(Dataset entries)

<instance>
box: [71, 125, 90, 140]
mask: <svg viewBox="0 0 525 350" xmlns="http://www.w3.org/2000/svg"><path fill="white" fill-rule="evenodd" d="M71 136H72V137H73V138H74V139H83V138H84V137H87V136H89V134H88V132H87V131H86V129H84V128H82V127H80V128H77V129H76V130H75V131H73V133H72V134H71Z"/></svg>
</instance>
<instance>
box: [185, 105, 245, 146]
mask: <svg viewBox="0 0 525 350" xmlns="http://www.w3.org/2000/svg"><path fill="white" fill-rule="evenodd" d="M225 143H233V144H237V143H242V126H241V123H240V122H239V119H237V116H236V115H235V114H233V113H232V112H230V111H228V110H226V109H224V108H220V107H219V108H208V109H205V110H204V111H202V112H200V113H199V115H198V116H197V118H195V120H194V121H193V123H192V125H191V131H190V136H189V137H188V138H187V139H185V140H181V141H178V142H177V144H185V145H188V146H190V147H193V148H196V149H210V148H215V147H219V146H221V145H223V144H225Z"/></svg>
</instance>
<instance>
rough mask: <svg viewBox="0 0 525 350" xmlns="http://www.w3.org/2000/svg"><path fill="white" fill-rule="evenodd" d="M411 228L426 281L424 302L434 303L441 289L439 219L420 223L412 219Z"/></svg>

» **EXERCISE DETAILS**:
Including any blank lines, repeat the data exactly.

» **EXERCISE ANSWER**:
<instance>
box: [71, 125, 90, 140]
mask: <svg viewBox="0 0 525 350" xmlns="http://www.w3.org/2000/svg"><path fill="white" fill-rule="evenodd" d="M71 136H72V137H73V138H74V139H83V138H84V137H87V136H89V134H88V132H87V131H86V129H84V128H82V127H80V128H77V129H76V130H75V131H73V133H72V134H71Z"/></svg>
</instance>
<instance>
box: [185, 105, 245, 146]
mask: <svg viewBox="0 0 525 350" xmlns="http://www.w3.org/2000/svg"><path fill="white" fill-rule="evenodd" d="M225 143H233V144H237V143H242V126H241V123H240V122H239V119H237V116H236V115H235V114H233V113H232V112H230V111H228V110H226V109H224V108H220V107H219V108H208V109H205V110H204V111H202V112H200V113H199V115H198V116H197V118H195V120H194V121H193V123H192V125H191V131H190V136H189V137H188V138H187V139H185V140H181V141H178V142H177V144H185V145H188V146H190V147H193V148H196V149H210V148H215V147H219V146H221V145H223V144H225Z"/></svg>
</instance>
<instance>
rough mask: <svg viewBox="0 0 525 350" xmlns="http://www.w3.org/2000/svg"><path fill="white" fill-rule="evenodd" d="M411 228L426 281L424 302L434 303L441 289L439 219L420 223L412 219Z"/></svg>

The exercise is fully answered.